===== Текст для разбора =====
Знаки припоминания. Былинки
Не всякая старость — в тягость, бывает и в радость
— Господи,
благослови раба Божиего Александра взять у батюшки к его
восьмидесятилетию хорошее интервью!..
Вот мой
первый вопрос: многие люди сейчас боятся дожить до старости.
Время наше жестоко к старикам. Что бы вы могли им
посоветовать, чем подбодрить?
— Это верно, время-то жестокое… Но так Господь нам
попускает для того, чтобы мы жили благоразумно,
по-христиански и перед смертью принесли полное покаяние.
Тогда и годы легки, и в старости может посетить радость. Не
всякая старость бывает в тягость. Вот, в молодости бывал я у
старца Серафима Вырицкого — он и болезненным был, и пожилым,
и, лёжа на одре, приносил людям столько радости, столько
любви! Вот тебе и старость. Праведнику Господь даёт вместе с
преклонными летами великую духовную силу и великую мудрость.
Плод старости — мудрость. Хотя есть и молодые — вот как
о. Александр Рождественский, основатель
Александро-Невского общества трезвости: он и молодой был, а
народ его почитал за великий ум… Недавно читал об этом
замечательном петербургском батюшке, отвоевавшем тысячи
людей у демона пьянства; умер он совсем молодым, а сколько
успел сделать! Всякий возраст может приносить свои плоды — и
молодость, и старость… Старость, кроме всего прочего,
развивает в человеке благодарность: за каждый новый прожитый
день, за каждый час благодаришь Господа! Старость — великая
милость Божия. Так вот и передай от меня своим читателям.
— А всё же,
батюшка, иной раз посмотришь на стариков и задумаешься:
почему жизнь человеческая должна завершаться этими долгими
годами немощи и упадка? Почему бы не умирать в рассвете сил
душевных и телесных?
===== Предоставленный материал =====
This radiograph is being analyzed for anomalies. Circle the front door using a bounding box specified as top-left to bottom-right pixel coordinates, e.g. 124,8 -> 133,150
=====
◆ **Задание**:
Ответьте по тексту для разбора на три вопроса.
(a) У какого старца батюшка бывал в молодости?
(b) Основателем какого общества назван о. Александр Рождественский?
(c) Что батюшка называет плодом старости?

◆ **Ваше решение**:
(a) У старца Серафима Вырицкого.
(b) Александро-Невского общества трезвости.
(c) Мудрость.